=== RECORD LIST ===

+ + +

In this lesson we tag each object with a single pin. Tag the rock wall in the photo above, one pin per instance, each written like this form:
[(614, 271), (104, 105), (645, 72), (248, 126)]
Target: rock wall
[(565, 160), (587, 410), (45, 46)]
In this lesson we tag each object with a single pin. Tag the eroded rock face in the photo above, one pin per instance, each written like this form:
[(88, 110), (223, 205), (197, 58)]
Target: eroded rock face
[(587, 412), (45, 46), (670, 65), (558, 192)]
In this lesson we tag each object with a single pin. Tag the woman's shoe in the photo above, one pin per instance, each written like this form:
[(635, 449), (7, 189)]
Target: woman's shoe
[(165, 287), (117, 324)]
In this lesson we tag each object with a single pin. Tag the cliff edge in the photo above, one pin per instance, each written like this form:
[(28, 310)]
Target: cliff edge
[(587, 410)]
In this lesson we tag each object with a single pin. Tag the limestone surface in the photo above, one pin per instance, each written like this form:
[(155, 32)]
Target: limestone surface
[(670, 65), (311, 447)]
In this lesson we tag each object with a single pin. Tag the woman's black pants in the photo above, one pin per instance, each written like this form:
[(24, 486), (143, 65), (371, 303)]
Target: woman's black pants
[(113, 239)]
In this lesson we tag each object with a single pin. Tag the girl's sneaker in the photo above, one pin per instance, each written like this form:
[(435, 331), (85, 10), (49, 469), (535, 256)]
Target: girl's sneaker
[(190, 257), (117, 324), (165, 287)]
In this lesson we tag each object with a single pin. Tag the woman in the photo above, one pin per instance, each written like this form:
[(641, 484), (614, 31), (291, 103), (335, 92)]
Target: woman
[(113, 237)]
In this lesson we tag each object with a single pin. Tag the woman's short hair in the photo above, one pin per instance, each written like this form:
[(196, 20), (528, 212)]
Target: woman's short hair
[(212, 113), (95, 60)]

+ + +

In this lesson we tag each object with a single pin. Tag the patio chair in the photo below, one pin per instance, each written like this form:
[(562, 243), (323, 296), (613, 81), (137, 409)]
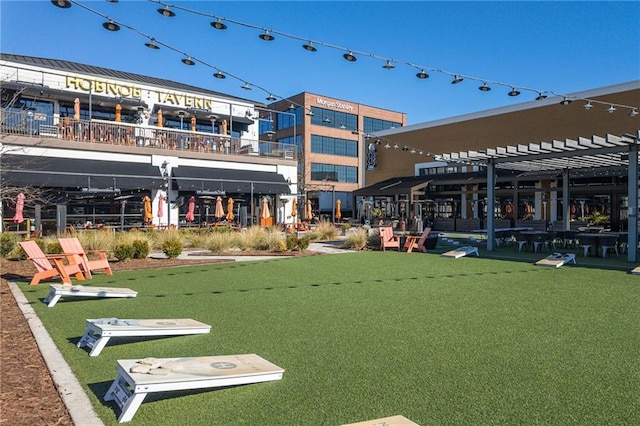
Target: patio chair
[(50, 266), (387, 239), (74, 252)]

+ + +

Turn the part of the records that opens with the line containing "the woman's black" and closes with the line containing "[(190, 257), (117, 324), (165, 287)]" into a JSON list of strings, one string per line, with both of those lines included. Leave out any blank lines.

[
  "In this lesson we tag each object with a single pin. Tag the woman's black pants in the photo above, one pin per instance, each written like this form:",
  "[(24, 486), (143, 65), (371, 303)]",
  "Target: woman's black pants",
  "[(113, 239)]",
  "In this lesson we tag each object with a single pin. Tag the girl's sneaker in the photo above, one pin per instance, each written like this form:",
  "[(435, 331), (85, 10), (49, 469), (535, 256)]",
  "Target: girl's sneaker",
  "[(190, 257), (117, 324), (165, 287)]"
]